Do not include the pictures; repeat the rest of the data exactly.

# start of Data listing

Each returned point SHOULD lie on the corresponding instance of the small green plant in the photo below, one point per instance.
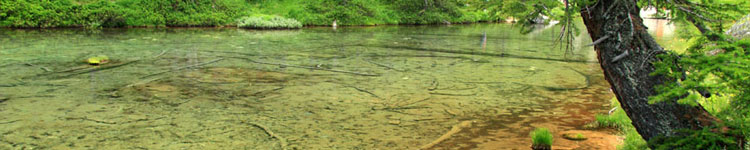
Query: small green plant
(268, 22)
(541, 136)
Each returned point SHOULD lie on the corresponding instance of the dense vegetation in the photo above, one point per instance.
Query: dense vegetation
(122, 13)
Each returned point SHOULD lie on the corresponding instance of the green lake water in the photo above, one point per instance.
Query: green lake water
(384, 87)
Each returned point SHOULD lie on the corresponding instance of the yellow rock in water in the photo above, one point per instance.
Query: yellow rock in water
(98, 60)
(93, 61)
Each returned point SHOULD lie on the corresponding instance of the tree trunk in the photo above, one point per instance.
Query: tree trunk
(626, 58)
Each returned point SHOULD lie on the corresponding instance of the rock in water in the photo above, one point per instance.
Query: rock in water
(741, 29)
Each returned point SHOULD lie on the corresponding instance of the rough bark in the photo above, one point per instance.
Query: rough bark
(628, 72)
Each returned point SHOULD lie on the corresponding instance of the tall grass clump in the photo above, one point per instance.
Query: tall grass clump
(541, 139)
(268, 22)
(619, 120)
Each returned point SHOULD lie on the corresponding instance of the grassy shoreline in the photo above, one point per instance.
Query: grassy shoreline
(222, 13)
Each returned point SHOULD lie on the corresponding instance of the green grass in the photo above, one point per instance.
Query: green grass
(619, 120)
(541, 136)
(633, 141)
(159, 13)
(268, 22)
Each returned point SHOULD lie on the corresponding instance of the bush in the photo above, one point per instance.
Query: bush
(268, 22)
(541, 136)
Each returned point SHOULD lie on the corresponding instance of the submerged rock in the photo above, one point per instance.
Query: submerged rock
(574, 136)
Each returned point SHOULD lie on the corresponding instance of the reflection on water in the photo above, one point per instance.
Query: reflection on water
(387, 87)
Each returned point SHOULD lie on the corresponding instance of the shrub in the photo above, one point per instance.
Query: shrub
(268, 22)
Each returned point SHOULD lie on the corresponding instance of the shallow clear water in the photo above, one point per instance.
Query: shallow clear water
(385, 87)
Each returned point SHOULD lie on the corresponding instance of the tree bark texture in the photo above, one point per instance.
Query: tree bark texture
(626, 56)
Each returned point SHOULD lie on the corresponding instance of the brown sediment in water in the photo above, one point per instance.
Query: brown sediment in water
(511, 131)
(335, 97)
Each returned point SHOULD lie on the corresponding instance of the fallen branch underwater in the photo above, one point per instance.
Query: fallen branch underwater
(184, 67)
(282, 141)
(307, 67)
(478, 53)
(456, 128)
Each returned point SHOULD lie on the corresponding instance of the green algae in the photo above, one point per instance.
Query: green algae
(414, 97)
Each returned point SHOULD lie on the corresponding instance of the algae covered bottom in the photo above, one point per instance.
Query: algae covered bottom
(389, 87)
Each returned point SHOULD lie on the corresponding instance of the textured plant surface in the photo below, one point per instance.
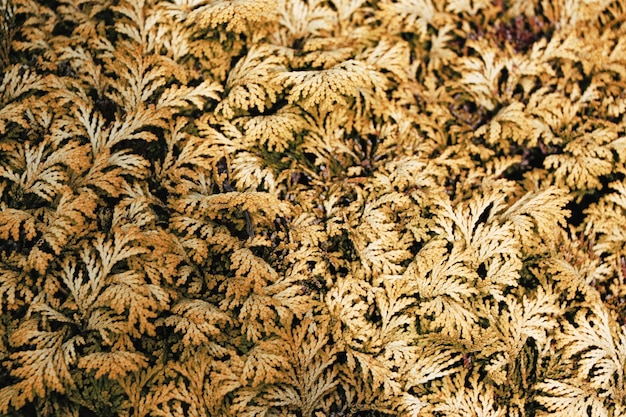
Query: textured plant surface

# end of Data listing

Task solution
Each returned point SHOULD lie on the corresponding instance of the small green plant in the photo below, one point per instance.
Query: small green plant
(268, 22)
(541, 136)
Each returned point SHOULD lie on the corresponding instance of the dense vegetation in the photo above, one point per instance.
Query: dense vegetation
(122, 13)
Each returned point SHOULD lie on the corresponding instance of the green lake water in the photo above, one point per instance.
Query: green lake water
(384, 87)
Each returned point SHOULD lie on the corresponding instance of the yellow rock in water in the photo above, one point per instance.
Query: yellow rock in water
(98, 60)
(93, 61)
Each returned point SHOULD lie on the corresponding instance of the tree trunk in the photo above, one point per instance.
Query: tree trunk
(626, 58)
Each returned point SHOULD lie on the corresponding instance of the rock in water in the photo above, one point per instance.
Query: rock in water
(741, 29)
Each returned point SHOULD lie on the corresponding instance of the rough bark in the photo above, one point per instance.
Query: rough bark
(628, 72)
Each returned point SHOULD lie on the corresponding instance of the tall grass clump in the photo above, one point per instance.
Query: tall grass clump
(541, 139)
(268, 22)
(619, 120)
Each returned point SHOULD lie on the corresponding instance of the grassy shoreline in the photo above, one point per instance.
Query: grassy shoreline
(222, 13)
Each returned point SHOULD lie on the corresponding instance of the green grass in the photo above, one point per instance.
Query: green grass
(619, 120)
(541, 136)
(633, 141)
(159, 13)
(268, 22)
Each returned point SHOULD lie on the corresponding instance of the bush in the photo above, one point per instance.
Query: bush
(268, 22)
(541, 136)
Each returned point SHOULD lie on the corresponding instance of the submerged rock in the photo above, one point per instance.
Query: submerged rock
(574, 136)
Each returned point SHOULD lie on the corresponding instance of the reflection on water in the photo above, one point per instance.
Query: reflection on water
(387, 87)
Each returned point SHOULD lie on the corresponding instance of the shrub in the photo above, one point per instance.
Query: shrub
(268, 22)
Each returned point SHOULD lie on the corresponding instance of the shallow clear water in the photo above, one point per instance.
Query: shallow clear water
(385, 87)
Each returned point SHOULD lie on the corresponding instance of the tree bark texture in the photo above, one point per instance.
Query: tree bark texture
(626, 56)
Each returned point SHOULD lie on the corresponding instance of the brown sediment in water in the photo above, one point per instance.
Query: brown sediment in water
(511, 131)
(335, 97)
Each returned point SHOULD lie on the corresponding instance of the fallen branch underwater in the photo above, one point per instance.
Query: fallen branch underwater
(184, 67)
(282, 141)
(307, 67)
(478, 53)
(456, 128)
Each returned point SHOULD lie on the corresponding instance of the green algae in the photo above, one point per instance.
Query: green algae
(414, 97)
Each returned point SHOULD lie on the corresponding instance of the algae covered bottom in the photo above, one point per instance.
Query: algae covered bottom
(389, 87)
Each returned point SHOULD lie on the corresponding instance of the textured plant surface in the photo below, one point per instance.
Query: textured plant surface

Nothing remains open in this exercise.